▸ Texto de lectura:
===

Américo González Caldua ha pasado décadas como ayudante de campo en la Cordillera Blanca de Perú, donde disfrutaba de las capas de hielo que marcaron su juventud. En la actualidad, dice, ya solo se ve piedra.
Americo González Caldua lleva más de dos décadas como asistente de montaña en la Cordillera Blanca de Perú. crédito Tomás Munita para The New York Times
HUARAZ, Perú – La vida de Américo González Caldua, de 50 años, ha coincidido con la desaparición de los glaciares de los picos de los Andes. Cada año que pasa, a medida que se eleva la temperatura de las montañas, el casquete glaciar retrocede unos 18 metros.
Durante la estación seca -cuando disminuyen las tormentas y comienza la temporada de investigación- González se dirige hacia las heladas cúspides de los picos cercanos, con marcadores y prismas de agrimensura en mano. Lleva taladros de perforación pesada para extraer muestras de las profundidades de los glaciares, que revelan la imagen de la atmósfera de hace un siglo.

===

▸ Datos:
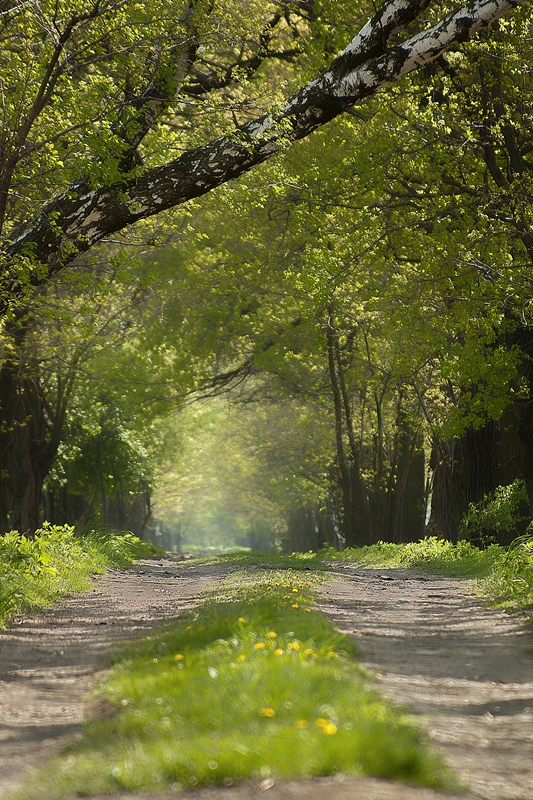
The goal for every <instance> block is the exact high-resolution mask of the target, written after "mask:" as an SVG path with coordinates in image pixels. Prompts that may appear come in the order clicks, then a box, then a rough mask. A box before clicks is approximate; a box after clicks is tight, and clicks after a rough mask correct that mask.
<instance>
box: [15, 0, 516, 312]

===

▸ Ejercicios:
[1] Según el texto sobre los glaciares, di si cada afirmación es cierta (sí o no) y copia las palabras del texto que lo deciden: (a) González tiene 50 años. (b) El casquete glaciar retrocede unos 30 metros cada año. (c) González sube a los picos durante la estación de lluvias.
[2] Copia del texto sobre los glaciares el fragmento que va de "Americo González Caldua" a "hace un siglo.", ambos incluidos.
[3] Sigue escribiendo el texto sobre los glaciares desde donde termina.
Los datos no cuentan para nada de esto.

▸ Soluciones:
[1]
(a) Sí: "de 50 años".
(b) No: "el casquete glaciar retrocede unos 18 metros".
(c) No: "Durante la estación seca".

[2]
Americo González Caldua lleva más de dos décadas como asistente de montaña en la Cordillera Blanca de Perú. crédito Tomás Munita para The New York Times
HUARAZ, Perú – La vida de Américo González Caldua, de 50 años, ha coincidido con la desaparición de los glaciares de los picos de los Andes. Cada año que pasa, a medida que se eleva la temperatura de las montañas, el casquete glaciar retrocede unos 18 metros.
Durante la estación seca -cuando disminuyen las tormentas y comienza la temporada de investigación- González se dirige hacia las heladas cúspides de los picos cercanos, con marcadores y prismas de agrimensura en mano. Lleva taladros de perforación pesada para extraer muestras de las profundidades de los glaciares, que revelan la imagen de la atmósfera de hace un siglo.

[3]
Conoce las capas gélidas como nadie. González no es científico ni montañista, pero es el hombre que suele seguir a los investigadores mientras carga sus equipos.
El Everest tiene a los sherpas pero la Cordillera Blanca, una sierra nevada en el norte de Perú, tiene a los ayudantes de campo. Son hombres de montaña -en su mayoría indígenas- y en el transcurso de la última generación han visto desaparecer rápidamente una vasta extensión de hielo que había estado ahí desde hace siglos.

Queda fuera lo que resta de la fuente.